Position identification records.
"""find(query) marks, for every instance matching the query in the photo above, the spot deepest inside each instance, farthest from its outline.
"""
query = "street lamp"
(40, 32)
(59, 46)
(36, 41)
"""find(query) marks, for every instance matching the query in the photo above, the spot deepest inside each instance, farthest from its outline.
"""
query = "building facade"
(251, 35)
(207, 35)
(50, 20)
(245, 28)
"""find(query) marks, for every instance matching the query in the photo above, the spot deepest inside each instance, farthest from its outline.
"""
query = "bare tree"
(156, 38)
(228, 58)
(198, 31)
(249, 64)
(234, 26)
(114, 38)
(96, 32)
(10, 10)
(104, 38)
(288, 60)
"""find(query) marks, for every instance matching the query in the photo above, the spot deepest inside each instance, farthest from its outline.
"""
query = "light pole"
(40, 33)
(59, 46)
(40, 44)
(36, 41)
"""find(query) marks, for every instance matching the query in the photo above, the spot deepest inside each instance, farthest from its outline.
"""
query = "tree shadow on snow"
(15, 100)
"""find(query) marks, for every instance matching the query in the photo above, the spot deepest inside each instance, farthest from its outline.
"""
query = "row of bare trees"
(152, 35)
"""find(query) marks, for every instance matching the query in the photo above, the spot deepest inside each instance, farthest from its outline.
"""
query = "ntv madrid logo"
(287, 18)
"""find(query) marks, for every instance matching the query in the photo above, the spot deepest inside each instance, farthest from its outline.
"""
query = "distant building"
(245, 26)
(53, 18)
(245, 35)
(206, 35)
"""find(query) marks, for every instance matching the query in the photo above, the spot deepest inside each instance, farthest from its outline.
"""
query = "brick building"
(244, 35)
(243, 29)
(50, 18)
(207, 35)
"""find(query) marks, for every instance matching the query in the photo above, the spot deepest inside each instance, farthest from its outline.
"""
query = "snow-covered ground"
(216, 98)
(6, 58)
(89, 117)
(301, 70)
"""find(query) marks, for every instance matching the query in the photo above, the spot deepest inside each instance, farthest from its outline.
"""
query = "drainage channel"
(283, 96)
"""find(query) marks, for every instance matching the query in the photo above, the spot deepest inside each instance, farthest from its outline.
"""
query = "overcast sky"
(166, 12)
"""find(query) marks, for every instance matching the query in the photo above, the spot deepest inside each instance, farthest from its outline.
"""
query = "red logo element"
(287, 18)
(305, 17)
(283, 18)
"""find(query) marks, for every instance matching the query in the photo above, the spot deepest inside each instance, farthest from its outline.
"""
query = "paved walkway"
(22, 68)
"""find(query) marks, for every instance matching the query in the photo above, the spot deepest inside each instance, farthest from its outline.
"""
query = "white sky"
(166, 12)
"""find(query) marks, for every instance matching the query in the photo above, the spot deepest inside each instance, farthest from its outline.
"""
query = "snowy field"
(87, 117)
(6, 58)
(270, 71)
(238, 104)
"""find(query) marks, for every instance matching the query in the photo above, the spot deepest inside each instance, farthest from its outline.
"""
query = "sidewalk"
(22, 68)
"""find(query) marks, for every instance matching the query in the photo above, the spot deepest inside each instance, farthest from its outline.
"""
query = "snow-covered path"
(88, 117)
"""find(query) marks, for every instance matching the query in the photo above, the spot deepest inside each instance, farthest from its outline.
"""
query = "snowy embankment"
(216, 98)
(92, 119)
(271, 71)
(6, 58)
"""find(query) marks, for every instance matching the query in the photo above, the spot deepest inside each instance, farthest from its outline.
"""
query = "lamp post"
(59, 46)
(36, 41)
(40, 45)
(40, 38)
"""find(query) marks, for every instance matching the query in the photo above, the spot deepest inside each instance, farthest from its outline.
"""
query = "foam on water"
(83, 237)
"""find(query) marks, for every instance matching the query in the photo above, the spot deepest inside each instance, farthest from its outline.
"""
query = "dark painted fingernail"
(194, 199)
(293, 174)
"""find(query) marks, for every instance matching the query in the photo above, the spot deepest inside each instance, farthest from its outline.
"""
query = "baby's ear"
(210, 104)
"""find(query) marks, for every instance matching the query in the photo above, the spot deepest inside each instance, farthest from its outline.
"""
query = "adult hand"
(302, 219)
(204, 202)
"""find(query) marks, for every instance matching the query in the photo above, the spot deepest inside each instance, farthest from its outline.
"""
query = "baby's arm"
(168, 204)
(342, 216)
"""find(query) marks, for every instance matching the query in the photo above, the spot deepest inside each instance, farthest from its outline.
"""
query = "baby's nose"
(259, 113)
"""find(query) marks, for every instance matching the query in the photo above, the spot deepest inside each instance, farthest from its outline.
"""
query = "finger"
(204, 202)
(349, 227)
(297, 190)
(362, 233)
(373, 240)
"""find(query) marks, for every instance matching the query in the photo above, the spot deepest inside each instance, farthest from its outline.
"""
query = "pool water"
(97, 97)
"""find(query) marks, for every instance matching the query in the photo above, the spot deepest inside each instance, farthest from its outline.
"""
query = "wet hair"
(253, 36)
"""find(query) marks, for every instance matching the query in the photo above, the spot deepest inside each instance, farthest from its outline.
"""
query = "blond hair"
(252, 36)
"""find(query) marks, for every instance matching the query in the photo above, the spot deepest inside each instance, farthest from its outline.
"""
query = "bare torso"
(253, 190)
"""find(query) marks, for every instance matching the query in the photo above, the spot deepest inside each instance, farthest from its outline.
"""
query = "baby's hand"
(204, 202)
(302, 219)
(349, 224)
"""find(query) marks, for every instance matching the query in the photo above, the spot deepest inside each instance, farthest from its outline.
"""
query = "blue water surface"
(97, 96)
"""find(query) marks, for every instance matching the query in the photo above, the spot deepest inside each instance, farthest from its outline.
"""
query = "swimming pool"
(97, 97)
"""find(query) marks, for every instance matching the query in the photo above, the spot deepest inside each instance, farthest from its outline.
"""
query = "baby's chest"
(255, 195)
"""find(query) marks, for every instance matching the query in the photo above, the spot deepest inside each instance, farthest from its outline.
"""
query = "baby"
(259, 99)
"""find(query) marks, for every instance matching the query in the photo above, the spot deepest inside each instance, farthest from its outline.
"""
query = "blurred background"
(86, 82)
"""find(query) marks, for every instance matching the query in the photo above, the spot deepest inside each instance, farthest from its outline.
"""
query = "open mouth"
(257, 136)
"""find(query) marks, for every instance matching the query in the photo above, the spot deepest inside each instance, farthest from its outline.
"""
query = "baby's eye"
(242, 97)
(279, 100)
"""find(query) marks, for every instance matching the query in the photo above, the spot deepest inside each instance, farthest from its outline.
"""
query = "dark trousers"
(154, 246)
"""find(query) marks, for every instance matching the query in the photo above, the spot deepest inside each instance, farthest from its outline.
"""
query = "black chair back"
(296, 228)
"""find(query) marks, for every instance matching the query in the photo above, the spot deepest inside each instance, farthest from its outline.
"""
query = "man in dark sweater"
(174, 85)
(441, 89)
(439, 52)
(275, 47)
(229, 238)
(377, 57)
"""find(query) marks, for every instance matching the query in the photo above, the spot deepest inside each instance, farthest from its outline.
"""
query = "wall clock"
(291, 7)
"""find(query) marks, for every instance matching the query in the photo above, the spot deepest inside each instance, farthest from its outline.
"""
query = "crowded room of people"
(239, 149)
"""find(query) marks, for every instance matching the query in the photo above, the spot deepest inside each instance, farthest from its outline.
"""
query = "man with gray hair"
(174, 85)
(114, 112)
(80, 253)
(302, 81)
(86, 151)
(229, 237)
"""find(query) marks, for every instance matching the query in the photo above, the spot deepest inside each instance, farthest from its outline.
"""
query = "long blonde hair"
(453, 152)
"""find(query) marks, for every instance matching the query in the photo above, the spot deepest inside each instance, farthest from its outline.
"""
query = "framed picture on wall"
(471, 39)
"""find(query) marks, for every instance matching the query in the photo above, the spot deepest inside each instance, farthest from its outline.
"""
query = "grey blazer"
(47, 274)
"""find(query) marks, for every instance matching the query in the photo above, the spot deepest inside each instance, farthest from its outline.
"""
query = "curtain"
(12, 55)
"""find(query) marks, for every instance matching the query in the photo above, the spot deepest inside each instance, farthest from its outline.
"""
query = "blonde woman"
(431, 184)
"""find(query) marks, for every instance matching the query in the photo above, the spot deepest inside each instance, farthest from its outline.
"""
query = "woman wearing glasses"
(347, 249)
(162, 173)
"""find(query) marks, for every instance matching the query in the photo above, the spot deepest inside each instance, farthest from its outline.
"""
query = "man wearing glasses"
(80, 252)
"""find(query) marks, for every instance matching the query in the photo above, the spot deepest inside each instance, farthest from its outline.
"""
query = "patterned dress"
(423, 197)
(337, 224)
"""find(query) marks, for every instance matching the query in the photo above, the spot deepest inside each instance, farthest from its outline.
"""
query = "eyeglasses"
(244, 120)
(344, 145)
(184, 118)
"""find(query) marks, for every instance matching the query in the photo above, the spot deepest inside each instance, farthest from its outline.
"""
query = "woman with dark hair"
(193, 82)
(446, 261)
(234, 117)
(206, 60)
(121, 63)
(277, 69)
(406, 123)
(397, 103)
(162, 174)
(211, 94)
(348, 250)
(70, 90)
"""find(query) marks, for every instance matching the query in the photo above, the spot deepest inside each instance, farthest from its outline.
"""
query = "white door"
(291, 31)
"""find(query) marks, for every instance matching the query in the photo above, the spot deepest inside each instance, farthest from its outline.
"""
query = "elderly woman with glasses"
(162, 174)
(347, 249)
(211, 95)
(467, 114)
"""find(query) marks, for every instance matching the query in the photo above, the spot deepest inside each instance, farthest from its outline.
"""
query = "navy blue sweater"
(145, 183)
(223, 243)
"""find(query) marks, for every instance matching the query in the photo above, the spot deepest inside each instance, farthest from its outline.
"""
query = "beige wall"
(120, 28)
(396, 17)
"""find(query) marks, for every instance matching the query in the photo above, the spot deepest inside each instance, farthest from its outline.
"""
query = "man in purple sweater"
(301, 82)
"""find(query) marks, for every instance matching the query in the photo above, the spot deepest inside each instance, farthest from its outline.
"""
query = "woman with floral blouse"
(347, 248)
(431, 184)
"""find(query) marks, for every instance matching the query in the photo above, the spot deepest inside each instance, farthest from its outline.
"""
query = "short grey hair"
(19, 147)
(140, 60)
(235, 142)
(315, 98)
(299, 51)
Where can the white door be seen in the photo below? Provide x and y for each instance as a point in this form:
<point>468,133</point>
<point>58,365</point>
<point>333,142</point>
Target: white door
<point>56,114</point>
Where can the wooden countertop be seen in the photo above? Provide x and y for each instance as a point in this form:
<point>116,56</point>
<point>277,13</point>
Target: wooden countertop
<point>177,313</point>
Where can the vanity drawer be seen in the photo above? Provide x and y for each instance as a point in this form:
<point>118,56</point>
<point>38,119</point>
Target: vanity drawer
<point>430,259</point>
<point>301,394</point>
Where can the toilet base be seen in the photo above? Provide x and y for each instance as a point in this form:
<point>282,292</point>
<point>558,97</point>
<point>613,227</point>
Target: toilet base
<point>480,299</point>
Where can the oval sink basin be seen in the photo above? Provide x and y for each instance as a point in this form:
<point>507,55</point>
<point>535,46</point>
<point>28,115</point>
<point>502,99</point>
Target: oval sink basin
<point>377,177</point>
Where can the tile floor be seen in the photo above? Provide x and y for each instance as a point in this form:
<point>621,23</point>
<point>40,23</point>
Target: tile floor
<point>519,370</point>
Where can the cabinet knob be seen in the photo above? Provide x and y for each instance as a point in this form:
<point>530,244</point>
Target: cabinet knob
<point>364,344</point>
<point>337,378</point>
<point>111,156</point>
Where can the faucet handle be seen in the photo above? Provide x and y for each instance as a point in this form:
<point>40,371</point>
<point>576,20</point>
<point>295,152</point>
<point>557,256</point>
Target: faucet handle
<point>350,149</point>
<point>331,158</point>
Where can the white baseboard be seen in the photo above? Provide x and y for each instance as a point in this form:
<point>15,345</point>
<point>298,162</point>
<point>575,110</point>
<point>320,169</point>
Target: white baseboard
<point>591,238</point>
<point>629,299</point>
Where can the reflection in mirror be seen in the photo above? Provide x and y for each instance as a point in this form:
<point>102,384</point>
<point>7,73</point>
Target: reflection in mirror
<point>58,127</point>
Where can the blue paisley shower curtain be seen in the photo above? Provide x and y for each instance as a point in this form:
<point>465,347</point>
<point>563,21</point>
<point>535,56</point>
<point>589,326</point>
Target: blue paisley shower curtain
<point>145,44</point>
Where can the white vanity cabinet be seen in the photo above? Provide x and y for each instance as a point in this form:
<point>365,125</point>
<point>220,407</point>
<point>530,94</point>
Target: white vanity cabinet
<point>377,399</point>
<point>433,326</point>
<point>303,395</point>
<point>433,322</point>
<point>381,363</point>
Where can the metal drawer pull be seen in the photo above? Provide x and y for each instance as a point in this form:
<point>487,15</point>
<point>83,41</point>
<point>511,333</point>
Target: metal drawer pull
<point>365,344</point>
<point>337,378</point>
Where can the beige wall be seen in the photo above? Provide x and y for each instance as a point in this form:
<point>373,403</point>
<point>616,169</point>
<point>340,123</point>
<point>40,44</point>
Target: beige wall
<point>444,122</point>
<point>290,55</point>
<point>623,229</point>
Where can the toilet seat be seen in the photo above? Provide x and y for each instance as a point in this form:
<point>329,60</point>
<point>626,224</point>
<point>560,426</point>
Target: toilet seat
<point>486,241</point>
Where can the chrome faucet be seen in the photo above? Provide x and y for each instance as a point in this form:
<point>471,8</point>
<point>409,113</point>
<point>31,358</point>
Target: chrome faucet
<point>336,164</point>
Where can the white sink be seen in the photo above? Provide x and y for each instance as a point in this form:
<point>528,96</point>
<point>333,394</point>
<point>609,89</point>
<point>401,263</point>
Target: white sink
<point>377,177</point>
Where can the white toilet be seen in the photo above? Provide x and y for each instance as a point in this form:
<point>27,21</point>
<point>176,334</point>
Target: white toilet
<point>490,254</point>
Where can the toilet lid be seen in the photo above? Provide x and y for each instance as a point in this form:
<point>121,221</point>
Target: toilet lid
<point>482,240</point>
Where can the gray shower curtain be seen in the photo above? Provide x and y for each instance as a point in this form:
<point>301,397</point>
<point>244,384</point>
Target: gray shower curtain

Aim of the exercise. Turn the part of the material that begins with the line containing "Where can the toilet base" and ends with the line containing "<point>480,299</point>" into a JSON list of strings, one string per line, leaving out any blank lines.

Output of the exercise.
[
  "Where can the toilet base be seen in the photo above? Provide x and y for each instance as a point in this form:",
  "<point>282,292</point>",
  "<point>558,97</point>",
  "<point>613,227</point>",
  "Target: toilet base",
  "<point>480,299</point>"
]